EXTRAHIERTER TEXT:
*-*-*

Dunkle Wolken ziehen auf und die QOTSA offenbaren ihr düsteres, ja beinahe schon psychotisches, zweites Gesicht. Das war man bisher nicht gewohnt und dem ersten Schock folgt Skepsis, die dann zuerst Interesse und schließlich Neugier Platz macht. Ganz automatisch wandert beim Hören der Fokus von den rauhen Riffs zu den fantastischen Gesangslinien Josh Homme´s. Sanft weht einem der Todeshauch in "I Never Came" ins Gesicht, um dann eine wahre Horrorfahrt zu entfesseln. "Someone´s In The Wolf" und "The Blood Is Love" heißen die beiden Hauptprotagonisten dieses Albtraums und ziehen den Hörer mit epenhafter Länge ganz tief in das Schattenreich. Licht fällt da nur noch spärlich durch den Bratgitarrenreißer "Broken Box" rein. Ansonsten gibt es nur noch geisteskranke Sexgeschichten ("Skin On Skin"), abgefuckte Drogentrips ("You´ve Got A Killer Scene There Man") und selbstmörderische Abschiedsgesänge ("Long Slow Goodbye") auf das geschundene Gemüt.

Ein verdammt schwerer Brocken, den uns die Queens hier vorsetzen. Sowas muss man erstmal verarbeiten. Wenn man sich aber auf "Lullabies To Paralyze" einlässt, wirkt das Album wie die meißten Drogen. Zuerst will man nie wieder damit in Berührung kommen, aber dann lässt es einen doch nie wieder los.

*-*-*

DATENAUSZUG:
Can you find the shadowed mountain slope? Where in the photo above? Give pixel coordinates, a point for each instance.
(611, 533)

*-*-*

ARBEITSAUFTRAG: Gib aus der Albumkritik den Abschnitt wortgetreu wieder, der bei den Worten „Ein verdammt schwerer“ einsetzt. Höre nach „nie wieder los.“ auf.

ERLEDIGTE AUFGABE:
Ein verdammt schwerer Brocken, den uns die Queens hier vorsetzen. Sowas muss man erstmal verarbeiten. Wenn man sich aber auf "Lullabies To Paralyze" einlässt, wirkt das Album wie die meißten Drogen. Zuerst will man nie wieder damit in Berührung kommen, aber dann lässt es einen doch nie wieder los.